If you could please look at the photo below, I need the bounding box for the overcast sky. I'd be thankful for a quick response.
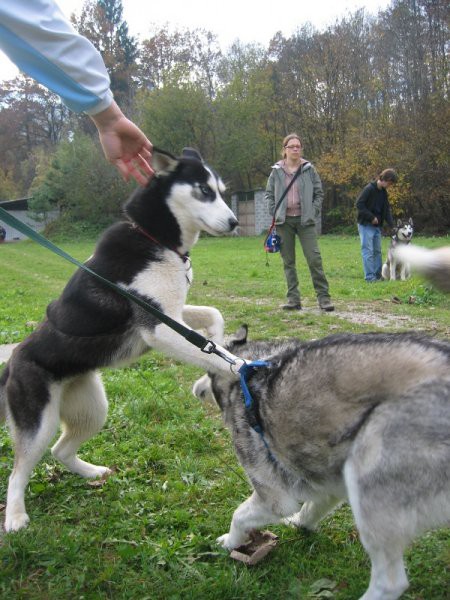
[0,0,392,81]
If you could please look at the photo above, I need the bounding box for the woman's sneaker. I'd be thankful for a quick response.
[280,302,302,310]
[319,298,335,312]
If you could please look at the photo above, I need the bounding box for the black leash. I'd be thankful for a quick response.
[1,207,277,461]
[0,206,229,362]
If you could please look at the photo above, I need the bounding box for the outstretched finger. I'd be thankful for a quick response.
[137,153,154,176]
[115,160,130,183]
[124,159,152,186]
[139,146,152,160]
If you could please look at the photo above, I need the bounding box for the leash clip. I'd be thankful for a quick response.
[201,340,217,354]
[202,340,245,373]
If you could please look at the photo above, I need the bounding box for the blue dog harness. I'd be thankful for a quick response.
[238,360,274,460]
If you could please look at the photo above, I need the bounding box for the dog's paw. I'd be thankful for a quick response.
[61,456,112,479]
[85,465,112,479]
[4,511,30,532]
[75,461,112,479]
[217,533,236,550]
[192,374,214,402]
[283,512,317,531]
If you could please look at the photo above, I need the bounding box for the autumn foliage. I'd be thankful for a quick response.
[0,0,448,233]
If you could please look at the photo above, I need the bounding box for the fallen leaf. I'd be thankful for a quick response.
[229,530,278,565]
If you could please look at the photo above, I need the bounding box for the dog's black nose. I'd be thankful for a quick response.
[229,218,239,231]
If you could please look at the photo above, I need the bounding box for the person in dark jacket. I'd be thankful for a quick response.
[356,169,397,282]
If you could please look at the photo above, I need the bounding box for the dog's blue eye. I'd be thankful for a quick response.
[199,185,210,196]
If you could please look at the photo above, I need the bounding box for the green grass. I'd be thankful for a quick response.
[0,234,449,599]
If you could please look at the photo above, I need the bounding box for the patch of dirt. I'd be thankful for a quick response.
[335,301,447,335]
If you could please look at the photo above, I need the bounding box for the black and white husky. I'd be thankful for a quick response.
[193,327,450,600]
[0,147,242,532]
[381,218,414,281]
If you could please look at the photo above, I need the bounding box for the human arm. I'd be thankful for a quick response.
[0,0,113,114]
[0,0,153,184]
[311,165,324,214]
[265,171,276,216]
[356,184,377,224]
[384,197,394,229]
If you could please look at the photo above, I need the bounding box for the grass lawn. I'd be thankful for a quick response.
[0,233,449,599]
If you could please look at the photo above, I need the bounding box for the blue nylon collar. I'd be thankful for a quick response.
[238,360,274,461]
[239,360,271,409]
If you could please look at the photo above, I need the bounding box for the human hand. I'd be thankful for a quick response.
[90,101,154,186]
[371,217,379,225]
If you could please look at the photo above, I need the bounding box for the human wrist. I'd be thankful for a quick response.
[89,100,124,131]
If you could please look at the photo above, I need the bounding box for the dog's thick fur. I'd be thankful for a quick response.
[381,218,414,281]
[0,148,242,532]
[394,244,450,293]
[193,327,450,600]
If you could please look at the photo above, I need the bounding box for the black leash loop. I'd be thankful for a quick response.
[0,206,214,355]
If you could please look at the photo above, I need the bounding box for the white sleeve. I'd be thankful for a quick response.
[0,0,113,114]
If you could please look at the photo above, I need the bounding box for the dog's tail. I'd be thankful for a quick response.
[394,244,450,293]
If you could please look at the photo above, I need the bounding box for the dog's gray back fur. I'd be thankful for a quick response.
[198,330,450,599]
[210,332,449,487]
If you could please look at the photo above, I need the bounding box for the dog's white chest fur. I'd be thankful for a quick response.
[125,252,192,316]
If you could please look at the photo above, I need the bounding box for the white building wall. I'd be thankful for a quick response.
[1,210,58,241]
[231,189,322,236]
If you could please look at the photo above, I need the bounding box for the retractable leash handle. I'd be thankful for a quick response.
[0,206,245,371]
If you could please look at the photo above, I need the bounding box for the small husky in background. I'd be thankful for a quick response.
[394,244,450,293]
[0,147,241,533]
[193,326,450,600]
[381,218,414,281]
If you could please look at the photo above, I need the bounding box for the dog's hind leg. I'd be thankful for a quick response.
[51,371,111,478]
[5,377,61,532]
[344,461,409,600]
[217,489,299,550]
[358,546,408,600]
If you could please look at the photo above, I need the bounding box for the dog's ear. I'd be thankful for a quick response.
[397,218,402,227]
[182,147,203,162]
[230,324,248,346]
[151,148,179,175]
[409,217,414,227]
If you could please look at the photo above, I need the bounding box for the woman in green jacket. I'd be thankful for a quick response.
━━━━━━━━━━━━━━━━
REQUIRED WORK: Repeat each entry precisely as it appears. Leave the pictures out.

ANSWER TO THIS TASK:
If you could please look at the photo below, I need the bounding box for the overcast sky. I'd be thankful for a quick response.
[0,0,392,81]
If you could please look at the photo above, I need the bounding box for the woman's sneaker. I'd be thankful for a quick response.
[280,302,302,310]
[319,298,335,312]
If you could please look at the photo above, I need the bounding box for the black leash. I'd be thankful for a quick response.
[1,207,277,461]
[0,206,229,362]
If you could please look at the photo above, I need the bounding box for the outstretched finger. I'd be thankful for a quick response.
[137,153,154,176]
[115,160,130,183]
[124,159,152,186]
[139,146,152,160]
If you could please look at the photo above, I need the bounding box for the leash clip. I'd be thankful for a quick response.
[201,340,217,354]
[202,340,245,373]
If you could please look at the photo above, I need the bounding box for the blue dog harness. I'd be thankful for a quick response.
[238,360,274,460]
If you could please look at the photo above, I need the bounding box for the dog's paw. I'd be thankful for a quick response.
[61,456,112,479]
[85,465,112,479]
[4,511,30,532]
[75,461,112,479]
[217,533,236,550]
[192,374,214,402]
[283,512,317,531]
If you could please look at the photo above, I need the bounding box for the autumn foliage. I'd be thankful for a quick response.
[0,0,448,233]
If you could please look at the photo above, I need the bounding box for the fallen leaf. I'd be thankful for a quick response.
[229,530,278,565]
If you could please look at the photo above, I need the bounding box for the dog's black nose. I'd be thankful for a quick response.
[229,218,239,231]
If you could please look at the photo above, I need the bounding box for the person in dark jacket. I'd be thankful for a quick response.
[356,169,397,282]
If you could please look at the photo above, I need the bounding box for the dog's blue eye. I'd be thankful for a quick response.
[199,185,210,196]
If you could please look at the photo above, I need the bounding box for the green grass. I'd be thankful for a quick response.
[0,234,449,599]
If you could please look at the photo above, I need the bounding box for the patch of dirt. I'd be thankful for a quick response.
[335,301,447,335]
If you could please look at the photo above, I need the bounding box for the black and white husky. I'd be thankful for a quick response.
[193,327,450,600]
[0,147,242,532]
[381,218,414,281]
If you could please look at the photo above, I need the bounding box for the human arm. I'd be thankful for a quick response.
[0,0,113,114]
[0,0,153,184]
[311,165,324,214]
[265,171,276,216]
[356,184,377,224]
[384,197,394,229]
If you could please look at the photo above, I need the bounding box for the grass lawn. I'd be thankful for a quick response.
[0,233,449,599]
If you could please look at the photo above, I need the bounding box for the blue nylon collar. I'd be thankful for a quick response.
[238,360,274,461]
[239,360,271,409]
If you could please look at the photo above, I need the bounding box for the human hand. I'd be thankful for a quick response.
[90,101,154,186]
[371,217,379,225]
If you could please look at the photo above, I need the bounding box for the human wrist. I'd be thankful for a quick response.
[89,100,124,131]
If you could please look at the photo above, I need the bounding box for the dog's thick fur. I'd be thankful for a quick response.
[381,218,414,281]
[0,148,242,532]
[394,244,450,293]
[193,327,450,600]
If you could please look at the photo above, I need the bounding box for the black leash loop. I'd be thankful for a quick response.
[0,206,214,355]
If you could please look at the photo above, I need the bounding box for the white sleeve. I'd be thankful for a quick response.
[0,0,113,114]
If you could please look at the photo above, I need the bounding box for the dog's tail. I'd be thankful for a quick response.
[394,244,450,293]
If you could please look at the photo above, I need the bounding box for the dog's gray back fur. I'd be thankful for a quick response.
[198,330,450,599]
[210,332,449,487]
If you could please look at the photo above, I need the bounding box for the dog's white chest fur. I'd be thankful for a quick response.
[125,252,192,316]
If you could please look at the photo above, I need the bounding box for the white building wall. I'd be thankful for a quick response.
[1,210,58,241]
[231,189,322,236]
If you could please look at the photo above, I need the bounding box for the retractable leash handle. I'd be thankful for a quick response.
[0,206,245,371]
If you could please look at the photo above, I need the bounding box for the small husky in background. I'd be thankful for a quick response.
[394,244,450,293]
[0,147,241,533]
[193,326,450,600]
[381,218,414,281]
If you could please look at the photo above, I need the bounding box for the dog's hind leg. I'd be thankful for a quick response.
[51,371,111,478]
[5,377,61,532]
[344,461,409,600]
[217,489,299,550]
[358,546,408,600]
If you could please look at the photo above, I need the bounding box for the dog's ear. I'd be thankful for a quick response.
[397,218,402,227]
[182,147,203,162]
[230,324,248,346]
[151,148,179,175]
[409,217,414,227]
If you could please look at the photo above, I need the bounding box for the woman in green jacket. I'd be thankful for a quick response.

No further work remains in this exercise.